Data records
--- BEGIN ---
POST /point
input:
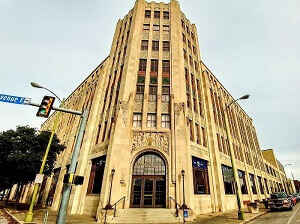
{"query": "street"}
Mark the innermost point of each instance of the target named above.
(280, 217)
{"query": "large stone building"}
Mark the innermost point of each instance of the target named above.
(155, 109)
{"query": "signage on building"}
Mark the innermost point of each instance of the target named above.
(14, 99)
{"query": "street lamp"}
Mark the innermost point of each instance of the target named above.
(183, 206)
(35, 85)
(29, 215)
(108, 206)
(232, 158)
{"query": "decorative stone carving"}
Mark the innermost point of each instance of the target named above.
(155, 35)
(138, 106)
(155, 54)
(196, 118)
(178, 108)
(144, 54)
(166, 55)
(145, 35)
(190, 114)
(124, 105)
(165, 107)
(166, 36)
(99, 147)
(142, 140)
(152, 106)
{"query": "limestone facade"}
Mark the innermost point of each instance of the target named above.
(153, 98)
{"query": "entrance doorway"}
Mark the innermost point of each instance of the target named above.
(149, 182)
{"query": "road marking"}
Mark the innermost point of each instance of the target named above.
(292, 216)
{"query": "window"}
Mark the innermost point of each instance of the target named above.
(152, 93)
(166, 28)
(96, 176)
(252, 183)
(228, 186)
(200, 176)
(151, 120)
(144, 45)
(143, 64)
(146, 27)
(166, 66)
(154, 65)
(155, 45)
(137, 120)
(166, 46)
(183, 38)
(198, 137)
(166, 15)
(165, 94)
(243, 184)
(147, 14)
(165, 121)
(156, 27)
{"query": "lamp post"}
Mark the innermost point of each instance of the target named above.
(108, 206)
(183, 206)
(29, 215)
(232, 158)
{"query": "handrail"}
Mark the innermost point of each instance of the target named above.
(115, 204)
(175, 202)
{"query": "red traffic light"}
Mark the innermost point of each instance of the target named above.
(45, 106)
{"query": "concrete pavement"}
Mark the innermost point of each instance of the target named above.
(280, 217)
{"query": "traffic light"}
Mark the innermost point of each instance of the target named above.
(45, 106)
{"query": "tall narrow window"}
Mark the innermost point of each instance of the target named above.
(166, 15)
(166, 46)
(165, 94)
(200, 176)
(165, 121)
(96, 176)
(152, 93)
(147, 14)
(144, 45)
(242, 182)
(154, 66)
(166, 66)
(228, 185)
(137, 120)
(155, 45)
(143, 64)
(151, 120)
(252, 183)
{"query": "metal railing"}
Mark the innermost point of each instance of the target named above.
(115, 205)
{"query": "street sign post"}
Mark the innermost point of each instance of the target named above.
(14, 99)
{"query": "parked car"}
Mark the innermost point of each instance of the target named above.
(294, 199)
(280, 200)
(297, 196)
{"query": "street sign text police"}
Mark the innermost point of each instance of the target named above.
(14, 99)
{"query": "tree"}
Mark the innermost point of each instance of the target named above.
(21, 153)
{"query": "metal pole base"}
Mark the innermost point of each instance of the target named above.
(241, 215)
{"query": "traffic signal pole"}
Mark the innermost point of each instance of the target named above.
(67, 190)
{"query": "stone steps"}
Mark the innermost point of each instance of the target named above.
(137, 215)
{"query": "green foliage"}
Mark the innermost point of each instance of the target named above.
(21, 154)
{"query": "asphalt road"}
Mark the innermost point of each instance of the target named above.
(280, 217)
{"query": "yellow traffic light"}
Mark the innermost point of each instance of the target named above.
(45, 106)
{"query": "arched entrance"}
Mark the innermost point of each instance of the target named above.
(148, 189)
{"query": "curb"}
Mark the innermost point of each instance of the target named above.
(248, 220)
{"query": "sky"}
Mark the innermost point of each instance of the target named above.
(251, 46)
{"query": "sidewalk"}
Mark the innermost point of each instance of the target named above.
(213, 218)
--- END ---
Every line above should be repeated exactly; pictures stay out of the copy.

## [Finished answer]
POST /point
input:
{"query": "street"}
Mark the innermost point of each instance of the target named above.
(280, 217)
{"query": "large stone building"}
Mark the innermost point of each instance of the target named above.
(155, 109)
{"query": "signage on building"}
Mark the innermost point of each instance of the target named above.
(14, 99)
{"query": "street lamp"}
Mark the innermost point of each instance of the target named above.
(183, 206)
(35, 85)
(29, 215)
(108, 206)
(232, 158)
{"query": "decorative stone carving"}
Mark the innermost point of each instance of the target named above.
(155, 35)
(138, 106)
(155, 54)
(196, 118)
(178, 108)
(144, 54)
(166, 55)
(145, 35)
(190, 114)
(124, 105)
(165, 107)
(166, 36)
(99, 147)
(142, 140)
(152, 106)
{"query": "limestone facade"}
Mark the innermost point of each instance of the target named above.
(153, 98)
{"query": "entrance doorway"}
Mark the innermost point of each instance of the target named above.
(149, 182)
{"query": "road marking"}
Mark the innermost point of each instance of the target named above.
(292, 216)
{"query": "window"}
Mark the innermost point of each instance of the target named above.
(152, 93)
(166, 28)
(96, 176)
(252, 183)
(228, 186)
(200, 176)
(151, 120)
(144, 45)
(143, 64)
(146, 27)
(166, 66)
(154, 65)
(155, 45)
(137, 120)
(166, 46)
(183, 38)
(198, 137)
(166, 15)
(165, 94)
(243, 184)
(147, 14)
(165, 121)
(156, 27)
{"query": "lamp post"}
Mark the innermost point of each instance of the target named above.
(108, 206)
(183, 206)
(29, 215)
(232, 158)
{"query": "handrail"}
Mark the innermost point of each instance of the target named above.
(115, 204)
(175, 202)
{"query": "red traffic light"}
Mark the innermost point of each instance of the target named above.
(45, 106)
{"query": "concrete pavement"}
Mark the innermost point of each instance of the target named above.
(280, 217)
{"query": "traffic light"}
Mark the innermost point of each instance of the target named above.
(45, 106)
{"query": "tall narrow window"}
Mark the innermost point of each instance of the target named above.
(166, 15)
(166, 46)
(165, 94)
(200, 176)
(165, 121)
(96, 176)
(152, 93)
(147, 14)
(144, 45)
(242, 182)
(154, 66)
(166, 66)
(228, 185)
(137, 120)
(155, 45)
(143, 64)
(151, 120)
(252, 183)
{"query": "metal railing"}
Mark the innermost point of each instance of the target named above.
(115, 205)
{"query": "street sign post"}
Mark the innermost point of each instance of the target named above.
(14, 99)
{"query": "parked car"}
Mark the innermost point of each instance of the target named above.
(294, 199)
(280, 200)
(297, 196)
{"query": "street sign text police"}
Mark the innermost point of each instance of the target named above.
(14, 99)
{"query": "tree"}
Mark the innermost point of each instance of the target named above.
(21, 153)
{"query": "metal pole base"}
Mark the innermost point of each instance of the target named above.
(241, 215)
{"query": "traffic signal pole"}
Mark the innermost point of each instance of the target named above.
(67, 190)
{"query": "stone steps"}
Mark the innermost point of each instance of the target named above.
(137, 215)
{"query": "green foliage"}
Mark the innermost point of each instance of the target named above.
(21, 154)
{"query": "asphalt road"}
Mark the innermost point of each instance of the target named above.
(280, 217)
{"query": "yellow traffic light"}
Mark the innermost point of each instance of the target named above.
(45, 106)
{"query": "arched entrance"}
Mark the innermost point of each instance of the target named above.
(148, 189)
{"query": "curb"}
Mark the innermost point of each instance of the target named above.
(248, 220)
{"query": "sky"}
Mark the innermost point of each instance of the target named above.
(251, 46)
{"query": "sidewalk"}
Mark the innermost point of each instance of the target named above.
(213, 218)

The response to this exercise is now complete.